PROBLEM DETAILS = Give the records again, word for word.

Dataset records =
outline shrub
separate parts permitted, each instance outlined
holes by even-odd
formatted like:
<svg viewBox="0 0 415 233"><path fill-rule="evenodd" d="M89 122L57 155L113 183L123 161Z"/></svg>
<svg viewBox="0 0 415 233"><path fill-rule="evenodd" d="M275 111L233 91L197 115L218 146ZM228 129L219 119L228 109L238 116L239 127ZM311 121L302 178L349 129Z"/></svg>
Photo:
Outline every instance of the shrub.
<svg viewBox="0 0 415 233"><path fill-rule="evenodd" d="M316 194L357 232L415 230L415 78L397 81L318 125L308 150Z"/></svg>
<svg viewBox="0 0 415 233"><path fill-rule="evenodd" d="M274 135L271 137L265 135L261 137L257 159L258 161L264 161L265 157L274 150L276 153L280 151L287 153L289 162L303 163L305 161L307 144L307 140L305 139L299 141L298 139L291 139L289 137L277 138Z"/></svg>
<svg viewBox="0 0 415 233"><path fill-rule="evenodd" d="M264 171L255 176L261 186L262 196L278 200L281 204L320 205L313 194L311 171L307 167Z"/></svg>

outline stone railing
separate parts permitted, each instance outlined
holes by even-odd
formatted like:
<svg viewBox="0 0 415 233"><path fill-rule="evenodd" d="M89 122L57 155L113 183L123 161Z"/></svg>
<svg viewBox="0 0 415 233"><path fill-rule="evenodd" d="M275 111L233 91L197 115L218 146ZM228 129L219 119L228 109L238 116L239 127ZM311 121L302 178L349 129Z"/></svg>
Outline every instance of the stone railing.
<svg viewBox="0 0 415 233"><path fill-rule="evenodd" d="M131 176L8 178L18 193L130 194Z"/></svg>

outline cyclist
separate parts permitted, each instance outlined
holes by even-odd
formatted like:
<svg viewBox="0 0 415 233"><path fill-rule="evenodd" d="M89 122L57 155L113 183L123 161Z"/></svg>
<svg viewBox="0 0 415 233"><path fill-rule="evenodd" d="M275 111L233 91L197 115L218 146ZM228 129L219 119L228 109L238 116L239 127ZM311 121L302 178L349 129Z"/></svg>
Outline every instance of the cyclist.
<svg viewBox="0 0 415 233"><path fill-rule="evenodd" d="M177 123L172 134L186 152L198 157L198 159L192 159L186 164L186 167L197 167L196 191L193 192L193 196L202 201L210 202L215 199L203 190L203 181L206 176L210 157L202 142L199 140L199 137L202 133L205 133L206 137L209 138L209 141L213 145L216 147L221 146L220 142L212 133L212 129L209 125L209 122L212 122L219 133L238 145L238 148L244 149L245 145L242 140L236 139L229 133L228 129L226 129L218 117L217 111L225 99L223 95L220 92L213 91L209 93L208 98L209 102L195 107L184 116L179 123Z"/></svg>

SOLUTION TO THE PROBLEM =
outline shrub
separate parts permitted, each instance outlined
holes by even-odd
formatted like:
<svg viewBox="0 0 415 233"><path fill-rule="evenodd" d="M89 122L57 155L113 183L123 161Z"/></svg>
<svg viewBox="0 0 415 233"><path fill-rule="evenodd" d="M275 111L233 91L197 115L218 146ZM228 129L219 119L228 109L238 116L239 127ZM311 121L302 178L349 129Z"/></svg>
Photo:
Outline every instance of the shrub.
<svg viewBox="0 0 415 233"><path fill-rule="evenodd" d="M316 194L357 232L415 230L415 78L397 81L318 125L308 150Z"/></svg>
<svg viewBox="0 0 415 233"><path fill-rule="evenodd" d="M274 135L271 137L265 135L261 137L257 159L258 161L264 161L265 157L274 150L276 153L280 151L287 153L289 162L303 163L305 161L307 144L307 140L305 139L299 141L298 139L291 139L289 137L277 138Z"/></svg>
<svg viewBox="0 0 415 233"><path fill-rule="evenodd" d="M264 171L255 176L261 186L262 196L278 200L281 204L320 205L313 194L311 171L307 167Z"/></svg>

outline stone railing
separate parts permitted, each instance outlined
holes by even-odd
formatted like:
<svg viewBox="0 0 415 233"><path fill-rule="evenodd" d="M89 122L57 155L113 183L123 161Z"/></svg>
<svg viewBox="0 0 415 233"><path fill-rule="evenodd" d="M275 111L233 91L197 115L218 146ZM228 129L219 119L228 109L238 116L239 127ZM311 121L302 178L349 129Z"/></svg>
Outline every instance of the stone railing.
<svg viewBox="0 0 415 233"><path fill-rule="evenodd" d="M131 176L8 178L18 193L130 194Z"/></svg>

outline cyclist
separate parts permitted, each instance outlined
holes by even-odd
formatted like:
<svg viewBox="0 0 415 233"><path fill-rule="evenodd" d="M89 122L57 155L113 183L123 161Z"/></svg>
<svg viewBox="0 0 415 233"><path fill-rule="evenodd" d="M275 111L233 91L197 115L218 146ZM228 129L219 119L228 109L238 116L239 127ZM311 121L302 178L349 129Z"/></svg>
Outline every instance of the cyclist.
<svg viewBox="0 0 415 233"><path fill-rule="evenodd" d="M177 123L172 134L186 152L198 157L198 159L192 159L186 164L186 167L197 167L196 191L193 192L193 196L202 201L210 202L215 199L203 190L203 181L206 176L210 157L202 142L199 140L199 137L202 133L205 133L206 137L209 138L209 141L213 145L216 147L221 146L220 142L212 133L212 129L209 125L209 122L212 122L219 133L238 145L238 148L244 149L245 145L242 140L236 139L229 133L228 129L226 129L218 117L217 111L225 99L223 95L220 92L213 91L209 93L208 98L209 102L195 107L184 116L179 123Z"/></svg>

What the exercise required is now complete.